Records drawn from a collection:
--- START ---

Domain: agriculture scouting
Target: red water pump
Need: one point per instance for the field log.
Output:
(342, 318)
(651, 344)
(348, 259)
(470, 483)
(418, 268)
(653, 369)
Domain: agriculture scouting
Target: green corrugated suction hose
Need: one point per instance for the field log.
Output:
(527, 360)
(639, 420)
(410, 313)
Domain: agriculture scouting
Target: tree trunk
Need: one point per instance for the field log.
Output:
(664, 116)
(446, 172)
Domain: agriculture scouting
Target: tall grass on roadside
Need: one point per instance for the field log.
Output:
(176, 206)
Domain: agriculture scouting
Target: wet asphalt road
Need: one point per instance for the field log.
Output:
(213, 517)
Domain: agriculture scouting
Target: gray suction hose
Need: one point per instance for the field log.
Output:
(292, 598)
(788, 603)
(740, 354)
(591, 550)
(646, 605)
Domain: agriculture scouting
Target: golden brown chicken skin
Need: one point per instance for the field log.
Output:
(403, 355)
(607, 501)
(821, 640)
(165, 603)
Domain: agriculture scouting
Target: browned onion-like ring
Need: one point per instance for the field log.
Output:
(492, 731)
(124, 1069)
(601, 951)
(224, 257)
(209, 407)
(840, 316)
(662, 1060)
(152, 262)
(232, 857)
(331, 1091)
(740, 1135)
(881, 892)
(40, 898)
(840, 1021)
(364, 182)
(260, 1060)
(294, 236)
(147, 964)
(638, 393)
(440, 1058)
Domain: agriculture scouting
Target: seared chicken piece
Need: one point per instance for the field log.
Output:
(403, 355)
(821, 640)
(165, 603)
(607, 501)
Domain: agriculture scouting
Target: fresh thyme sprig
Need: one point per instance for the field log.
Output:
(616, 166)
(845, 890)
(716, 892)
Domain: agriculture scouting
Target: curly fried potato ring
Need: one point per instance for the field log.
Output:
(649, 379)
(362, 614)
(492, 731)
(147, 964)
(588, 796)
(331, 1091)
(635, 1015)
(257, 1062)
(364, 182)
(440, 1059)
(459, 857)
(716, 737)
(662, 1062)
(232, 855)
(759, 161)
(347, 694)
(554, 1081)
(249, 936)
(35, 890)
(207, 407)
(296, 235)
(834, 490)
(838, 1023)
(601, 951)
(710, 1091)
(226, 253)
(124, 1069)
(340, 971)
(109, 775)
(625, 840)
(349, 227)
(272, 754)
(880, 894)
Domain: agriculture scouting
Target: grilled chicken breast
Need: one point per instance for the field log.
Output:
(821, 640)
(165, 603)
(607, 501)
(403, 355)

--- END ---

* [To be done]: Rewrite the lines above as a Markdown table with two columns, No. and Line, numbering each row and omitting any blank lines.

* [Written answer]:
| No. | Line |
|---|---|
| 1 | Domain: agriculture scouting |
| 2 | Target: red water pump |
| 3 | Need: one point per instance for the field log. |
| 4 | Output: |
| 5 | (342, 318) |
| 6 | (651, 344) |
| 7 | (348, 259) |
| 8 | (470, 483) |
| 9 | (418, 268) |
| 10 | (653, 369) |
| 11 | Domain: agriculture scouting |
| 12 | Target: green corrugated suction hose |
| 13 | Need: one point per instance for the field log. |
| 14 | Output: |
| 15 | (527, 360) |
| 16 | (639, 420) |
| 17 | (410, 313) |
| 18 | Domain: agriculture scouting |
| 19 | Target: tree trunk |
| 20 | Need: one point per instance for the field log. |
| 21 | Output: |
| 22 | (664, 116) |
| 23 | (446, 172) |
| 24 | Domain: agriculture scouting |
| 25 | Target: tall grass on roadside |
| 26 | Need: one point per instance for the field log. |
| 27 | Output: |
| 28 | (176, 206) |
| 29 | Domain: agriculture scouting |
| 30 | Target: wet asphalt road |
| 31 | Need: one point per instance for the field log. |
| 32 | Output: |
| 33 | (213, 517) |
| 34 | Domain: agriculture scouting |
| 35 | Target: gray suction hose |
| 36 | Need: one point per instance for the field log. |
| 37 | Output: |
| 38 | (292, 598) |
| 39 | (788, 603) |
| 40 | (740, 354) |
| 41 | (591, 550) |
| 42 | (646, 605) |
| 43 | Domain: agriculture scouting |
| 44 | Target: golden brown chicken skin |
| 45 | Need: one point per instance for the field log. |
| 46 | Output: |
| 47 | (403, 355) |
| 48 | (607, 501) |
| 49 | (821, 640) |
| 50 | (165, 603) |
| 51 | Domain: agriculture scouting |
| 52 | Target: browned onion-like ring |
| 53 | Need: one point per instance for the field log. |
| 54 | Output: |
| 55 | (492, 731) |
| 56 | (124, 1069) |
| 57 | (601, 951) |
| 58 | (224, 257) |
| 59 | (209, 407) |
| 60 | (840, 316) |
| 61 | (662, 1060) |
| 62 | (152, 262) |
| 63 | (232, 857) |
| 64 | (331, 1091) |
| 65 | (740, 1135) |
| 66 | (881, 892) |
| 67 | (40, 898) |
| 68 | (840, 1021) |
| 69 | (364, 182) |
| 70 | (260, 1060) |
| 71 | (294, 236) |
| 72 | (147, 964) |
| 73 | (638, 393) |
| 74 | (440, 1058) |
| 75 | Domain: agriculture scouting |
| 76 | Target: seared chicken piece |
| 77 | Need: one point per instance for the field log. |
| 78 | Output: |
| 79 | (403, 355) |
| 80 | (821, 640) |
| 81 | (165, 603) |
| 82 | (607, 501) |
| 83 | Domain: agriculture scouting |
| 84 | Target: fresh thyme sprig |
| 85 | Need: one point per instance for the field log. |
| 86 | Output: |
| 87 | (616, 166) |
| 88 | (845, 890) |
| 89 | (716, 892) |
| 90 | Domain: agriculture scouting |
| 91 | Target: curly fried potato ring |
| 92 | Need: one point per instance for the field log. |
| 93 | Output: |
| 94 | (649, 379) |
| 95 | (362, 614) |
| 96 | (492, 731) |
| 97 | (147, 964) |
| 98 | (588, 796) |
| 99 | (331, 1091) |
| 100 | (635, 1015) |
| 101 | (257, 1062) |
| 102 | (364, 182) |
| 103 | (440, 1059) |
| 104 | (459, 857) |
| 105 | (716, 737) |
| 106 | (662, 1062) |
| 107 | (232, 855) |
| 108 | (759, 161) |
| 109 | (347, 694) |
| 110 | (554, 1081) |
| 111 | (249, 936) |
| 112 | (35, 890) |
| 113 | (207, 407) |
| 114 | (296, 235) |
| 115 | (834, 490) |
| 116 | (838, 1023) |
| 117 | (601, 951) |
| 118 | (710, 1091) |
| 119 | (226, 253) |
| 120 | (124, 1069) |
| 121 | (340, 971) |
| 122 | (109, 775) |
| 123 | (625, 840) |
| 124 | (349, 227) |
| 125 | (272, 754) |
| 126 | (880, 894) |
| 127 | Domain: agriculture scouting |
| 128 | Target: grilled chicken breast |
| 129 | Need: one point per instance for the field log. |
| 130 | Output: |
| 131 | (821, 640) |
| 132 | (165, 603) |
| 133 | (607, 501) |
| 134 | (403, 355) |